# Short task:
Copy out every line in the records below that contains the string "blossom".

# Information provided:
********************
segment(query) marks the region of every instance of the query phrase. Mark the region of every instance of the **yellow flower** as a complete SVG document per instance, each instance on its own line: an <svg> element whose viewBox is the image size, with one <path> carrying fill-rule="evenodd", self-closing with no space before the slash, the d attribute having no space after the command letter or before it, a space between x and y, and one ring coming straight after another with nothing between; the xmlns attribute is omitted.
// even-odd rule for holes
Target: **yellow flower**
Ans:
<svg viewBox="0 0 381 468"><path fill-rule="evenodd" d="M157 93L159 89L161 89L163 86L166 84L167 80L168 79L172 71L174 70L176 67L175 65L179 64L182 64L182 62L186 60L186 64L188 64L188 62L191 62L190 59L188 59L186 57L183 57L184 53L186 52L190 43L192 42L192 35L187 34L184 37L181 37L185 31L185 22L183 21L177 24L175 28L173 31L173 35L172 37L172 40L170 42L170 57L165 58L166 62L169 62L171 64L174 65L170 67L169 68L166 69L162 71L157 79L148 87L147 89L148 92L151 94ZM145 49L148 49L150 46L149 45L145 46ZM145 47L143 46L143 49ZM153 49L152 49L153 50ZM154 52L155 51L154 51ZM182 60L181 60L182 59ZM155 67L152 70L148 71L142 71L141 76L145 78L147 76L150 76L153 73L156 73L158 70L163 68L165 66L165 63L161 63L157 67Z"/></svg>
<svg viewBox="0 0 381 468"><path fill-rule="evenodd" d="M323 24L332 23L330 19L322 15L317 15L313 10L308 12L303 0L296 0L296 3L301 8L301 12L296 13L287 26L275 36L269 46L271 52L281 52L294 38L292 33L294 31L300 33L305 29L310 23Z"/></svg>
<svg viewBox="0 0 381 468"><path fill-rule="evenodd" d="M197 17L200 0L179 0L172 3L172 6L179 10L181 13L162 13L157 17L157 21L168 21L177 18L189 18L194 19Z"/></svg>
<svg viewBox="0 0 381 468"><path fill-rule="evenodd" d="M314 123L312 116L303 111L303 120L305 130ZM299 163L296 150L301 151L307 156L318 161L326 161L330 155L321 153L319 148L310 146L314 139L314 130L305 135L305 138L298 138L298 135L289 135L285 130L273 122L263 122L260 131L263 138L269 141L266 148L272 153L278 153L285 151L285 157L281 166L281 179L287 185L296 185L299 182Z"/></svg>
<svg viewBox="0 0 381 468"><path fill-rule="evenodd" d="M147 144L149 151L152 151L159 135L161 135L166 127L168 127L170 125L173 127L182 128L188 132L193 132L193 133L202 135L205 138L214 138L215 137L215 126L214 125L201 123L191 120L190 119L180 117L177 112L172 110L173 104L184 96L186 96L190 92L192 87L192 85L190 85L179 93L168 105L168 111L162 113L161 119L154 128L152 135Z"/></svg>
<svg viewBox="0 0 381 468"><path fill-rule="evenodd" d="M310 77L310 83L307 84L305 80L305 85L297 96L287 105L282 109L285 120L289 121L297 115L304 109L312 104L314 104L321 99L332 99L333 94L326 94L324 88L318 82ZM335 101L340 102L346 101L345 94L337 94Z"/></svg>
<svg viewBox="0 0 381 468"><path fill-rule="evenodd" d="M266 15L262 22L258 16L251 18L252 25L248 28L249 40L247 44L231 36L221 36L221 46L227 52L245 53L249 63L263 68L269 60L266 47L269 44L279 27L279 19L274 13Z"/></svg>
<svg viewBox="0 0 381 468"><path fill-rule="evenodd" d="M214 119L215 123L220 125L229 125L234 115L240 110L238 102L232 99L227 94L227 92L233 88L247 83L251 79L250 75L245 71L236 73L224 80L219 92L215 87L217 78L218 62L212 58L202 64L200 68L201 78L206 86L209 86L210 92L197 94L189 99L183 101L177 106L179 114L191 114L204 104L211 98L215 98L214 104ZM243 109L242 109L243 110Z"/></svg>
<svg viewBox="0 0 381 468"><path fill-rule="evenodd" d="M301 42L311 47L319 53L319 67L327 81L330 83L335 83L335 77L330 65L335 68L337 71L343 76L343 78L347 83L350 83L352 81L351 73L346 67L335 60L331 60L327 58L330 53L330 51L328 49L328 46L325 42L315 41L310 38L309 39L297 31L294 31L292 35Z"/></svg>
********************
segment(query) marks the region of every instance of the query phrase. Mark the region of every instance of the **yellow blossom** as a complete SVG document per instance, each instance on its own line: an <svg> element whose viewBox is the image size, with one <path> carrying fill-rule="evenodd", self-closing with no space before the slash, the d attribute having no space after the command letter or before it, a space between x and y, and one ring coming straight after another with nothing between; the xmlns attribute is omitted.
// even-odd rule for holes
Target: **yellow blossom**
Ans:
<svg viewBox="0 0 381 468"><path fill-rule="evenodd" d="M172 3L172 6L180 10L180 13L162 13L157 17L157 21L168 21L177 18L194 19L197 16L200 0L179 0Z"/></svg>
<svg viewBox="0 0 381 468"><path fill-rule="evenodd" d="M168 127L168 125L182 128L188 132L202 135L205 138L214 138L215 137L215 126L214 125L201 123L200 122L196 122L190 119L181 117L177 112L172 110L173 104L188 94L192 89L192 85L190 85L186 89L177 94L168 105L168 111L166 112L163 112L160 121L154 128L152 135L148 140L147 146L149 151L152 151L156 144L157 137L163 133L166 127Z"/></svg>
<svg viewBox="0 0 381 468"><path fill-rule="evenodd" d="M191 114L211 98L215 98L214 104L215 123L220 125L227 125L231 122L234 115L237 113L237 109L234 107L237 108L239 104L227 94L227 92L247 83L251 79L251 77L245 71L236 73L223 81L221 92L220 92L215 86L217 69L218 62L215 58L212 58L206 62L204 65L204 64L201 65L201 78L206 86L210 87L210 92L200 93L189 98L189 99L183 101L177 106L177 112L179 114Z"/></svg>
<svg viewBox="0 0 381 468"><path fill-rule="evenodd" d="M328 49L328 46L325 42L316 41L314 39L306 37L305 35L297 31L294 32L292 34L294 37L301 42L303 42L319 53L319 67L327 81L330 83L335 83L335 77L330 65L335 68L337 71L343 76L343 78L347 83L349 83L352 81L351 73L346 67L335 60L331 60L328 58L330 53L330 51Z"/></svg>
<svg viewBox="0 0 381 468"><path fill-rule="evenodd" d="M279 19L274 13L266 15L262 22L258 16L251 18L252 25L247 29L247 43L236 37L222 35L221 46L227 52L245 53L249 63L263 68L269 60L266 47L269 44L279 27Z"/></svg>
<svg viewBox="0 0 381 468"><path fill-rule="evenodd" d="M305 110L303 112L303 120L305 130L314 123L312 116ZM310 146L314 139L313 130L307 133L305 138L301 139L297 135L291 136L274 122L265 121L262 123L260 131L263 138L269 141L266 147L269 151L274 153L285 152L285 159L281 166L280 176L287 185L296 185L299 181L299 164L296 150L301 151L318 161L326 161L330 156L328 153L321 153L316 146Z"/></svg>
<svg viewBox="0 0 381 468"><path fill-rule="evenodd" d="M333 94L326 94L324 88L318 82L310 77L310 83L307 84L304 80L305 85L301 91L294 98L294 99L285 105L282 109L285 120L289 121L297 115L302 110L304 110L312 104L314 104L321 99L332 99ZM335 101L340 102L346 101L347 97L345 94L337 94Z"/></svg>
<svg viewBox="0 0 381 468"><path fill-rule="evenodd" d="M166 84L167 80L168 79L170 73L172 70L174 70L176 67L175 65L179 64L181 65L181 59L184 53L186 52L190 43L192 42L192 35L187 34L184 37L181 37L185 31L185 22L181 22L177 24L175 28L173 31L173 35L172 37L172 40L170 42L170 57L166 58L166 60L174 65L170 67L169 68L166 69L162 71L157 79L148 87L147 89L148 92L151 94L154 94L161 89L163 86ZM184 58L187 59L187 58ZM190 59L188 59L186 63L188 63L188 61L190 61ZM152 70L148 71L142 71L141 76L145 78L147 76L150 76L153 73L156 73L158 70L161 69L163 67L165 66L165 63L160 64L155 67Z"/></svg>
********************
# The solution:
segment(query) marks the region of every instance of the query phrase. Mark the region of every instance of the **yellow blossom** as a complete SVG document per instance, each instance on its own line: an <svg> element whose viewBox is the image size, with one <path> carrying fill-rule="evenodd", self-closing with no space before the slash, the d attribute having no space after the command letter or before it, a space between x and y, and one ring coming straight after another with nothing between; the xmlns attribute is omitted.
Target: **yellow blossom**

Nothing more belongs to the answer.